Além disso, o uso da violência como ferramenta política não é novidade no Haiti. Desde a independência, em 1804, o país é palco de uma sucessão de golpes de Estado e crises políticas. Desde 1986 (fim da ditadura Duvalier no Haiti), apenas três presidentes conseguiram completar seus mandatos.

A ONU ainda mantém uma pequena missão política no país, o Escritório Integrado das Nações Unidas no Haiti (Binuh), que visa ajudar na estabilização do processo político e proteger os direitos humanos. Porém, ela tem efetivo limitado e não possui militares ou policiais.

Mas há ainda uma questão ética no debate sobre a ineficiência do sistema político haitiano: a ONU pode fornecer apoio, mas em tese não pode deliberar sobre o futuro e a organização política da nação. Qualquer tentativa nesse sentido seria uma forma de intervenção, semelhante a estabelecer um governo títere no país.

Justiça e polícia

A parte militar da Minustah, liderada pelo Brasil, tinha entre suas principais missões estabilizar o país lutando contra rebeldes e membros de gangues e garantir a realização de processos eleitorais.

Já o componente civil da missão (não gerido pelo Brasil) tinha entre suas metas reestruturar o Judiciário e a Polícia Nacional do Haiti - para que essas instituições reassumissem o papel de segurança que vinha sendo realizado pelas tropas internacionais.

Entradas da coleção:
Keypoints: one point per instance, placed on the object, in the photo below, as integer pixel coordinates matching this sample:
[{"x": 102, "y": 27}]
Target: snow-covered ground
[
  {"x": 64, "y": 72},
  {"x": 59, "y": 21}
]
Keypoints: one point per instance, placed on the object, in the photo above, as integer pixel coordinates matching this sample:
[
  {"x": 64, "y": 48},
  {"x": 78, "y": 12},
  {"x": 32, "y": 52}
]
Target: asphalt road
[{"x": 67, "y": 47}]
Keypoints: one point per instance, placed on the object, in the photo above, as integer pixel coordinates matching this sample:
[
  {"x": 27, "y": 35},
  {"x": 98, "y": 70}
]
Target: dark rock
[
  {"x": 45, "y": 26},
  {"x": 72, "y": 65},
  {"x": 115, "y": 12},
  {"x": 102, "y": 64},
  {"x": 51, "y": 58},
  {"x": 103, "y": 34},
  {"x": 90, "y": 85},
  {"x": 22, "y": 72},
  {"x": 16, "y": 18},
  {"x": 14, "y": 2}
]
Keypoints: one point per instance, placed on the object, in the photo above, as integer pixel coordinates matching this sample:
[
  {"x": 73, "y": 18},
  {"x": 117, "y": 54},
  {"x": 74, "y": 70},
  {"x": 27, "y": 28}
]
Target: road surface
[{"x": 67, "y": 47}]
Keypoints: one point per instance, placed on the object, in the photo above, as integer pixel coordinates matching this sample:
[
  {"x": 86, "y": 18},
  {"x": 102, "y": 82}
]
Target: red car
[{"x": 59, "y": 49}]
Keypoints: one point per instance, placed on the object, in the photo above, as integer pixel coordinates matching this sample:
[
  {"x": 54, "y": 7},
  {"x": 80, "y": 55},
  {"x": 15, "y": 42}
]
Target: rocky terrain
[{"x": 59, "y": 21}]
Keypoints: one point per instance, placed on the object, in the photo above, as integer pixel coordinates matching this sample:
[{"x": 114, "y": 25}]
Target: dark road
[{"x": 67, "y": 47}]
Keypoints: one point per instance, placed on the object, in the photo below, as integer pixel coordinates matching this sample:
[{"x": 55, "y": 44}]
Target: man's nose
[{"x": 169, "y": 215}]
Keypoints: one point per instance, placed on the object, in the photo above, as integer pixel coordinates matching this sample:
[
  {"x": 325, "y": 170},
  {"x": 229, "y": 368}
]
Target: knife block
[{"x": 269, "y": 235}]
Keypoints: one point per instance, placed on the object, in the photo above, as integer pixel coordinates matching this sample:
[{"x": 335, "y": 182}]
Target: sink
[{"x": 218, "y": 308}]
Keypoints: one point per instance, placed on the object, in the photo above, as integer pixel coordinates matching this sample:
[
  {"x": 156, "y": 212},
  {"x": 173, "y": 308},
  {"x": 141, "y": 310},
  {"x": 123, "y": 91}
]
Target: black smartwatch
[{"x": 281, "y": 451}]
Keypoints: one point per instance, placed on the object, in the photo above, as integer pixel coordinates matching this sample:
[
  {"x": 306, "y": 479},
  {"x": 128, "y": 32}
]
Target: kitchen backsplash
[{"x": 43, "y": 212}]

§ Complete o seguinte
(A) Quais siglas aparecem no texto sobre o Haiti? Liste todas.
(B) Reproduza o trecho do texto sobre o Haiti que vai de "Além disso, o" até "completar seus mandatos.".

§ Respostas resolvidas
(A)
- ONU
- Binuh
- Minustah

(B)
Além disso, o uso da violência como ferramenta política não é novidade no Haiti. Desde a independência, em 1804, o país é palco de uma sucessão de golpes de Estado e crises políticas. Desde 1986 (fim da ditadura Duvalier no Haiti), apenas três presidentes conseguiram completar seus mandatos.